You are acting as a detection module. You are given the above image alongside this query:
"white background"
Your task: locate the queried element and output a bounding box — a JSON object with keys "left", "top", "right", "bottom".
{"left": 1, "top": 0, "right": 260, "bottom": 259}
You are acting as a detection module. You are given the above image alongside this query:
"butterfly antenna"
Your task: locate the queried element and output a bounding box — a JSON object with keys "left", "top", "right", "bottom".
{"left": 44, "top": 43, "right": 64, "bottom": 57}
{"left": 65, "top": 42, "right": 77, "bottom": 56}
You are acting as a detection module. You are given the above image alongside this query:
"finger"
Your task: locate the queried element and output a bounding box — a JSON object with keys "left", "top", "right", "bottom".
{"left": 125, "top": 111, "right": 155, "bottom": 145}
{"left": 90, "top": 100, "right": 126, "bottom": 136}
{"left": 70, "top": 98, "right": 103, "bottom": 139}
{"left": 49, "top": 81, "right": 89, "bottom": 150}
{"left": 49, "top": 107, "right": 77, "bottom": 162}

-=-=-

• About this exercise: Nothing may be left out. Retype all the entries exactly.

• Answer:
You are acting as a detection module. You are given the above image alongside this query:
"white background"
Your task: locate the queried element and output a bounding box — a JSON object with keys "left", "top", "right", "bottom".
{"left": 1, "top": 0, "right": 260, "bottom": 259}
You are acting as a detection module. You are given the above image alongside this query:
"butterfly antenna"
Your task: locate the queried element and output a bounding box — a JSON object with keys "left", "top", "right", "bottom".
{"left": 44, "top": 43, "right": 64, "bottom": 57}
{"left": 65, "top": 42, "right": 77, "bottom": 56}
You are acting as a detection module. You are given the above image alongside this query:
"finger"
Your task: locate the queried element and output a bounding box — a JSON object with keys "left", "top", "right", "bottom".
{"left": 125, "top": 111, "right": 155, "bottom": 145}
{"left": 90, "top": 100, "right": 126, "bottom": 136}
{"left": 70, "top": 98, "right": 103, "bottom": 139}
{"left": 49, "top": 81, "right": 89, "bottom": 150}
{"left": 49, "top": 107, "right": 77, "bottom": 162}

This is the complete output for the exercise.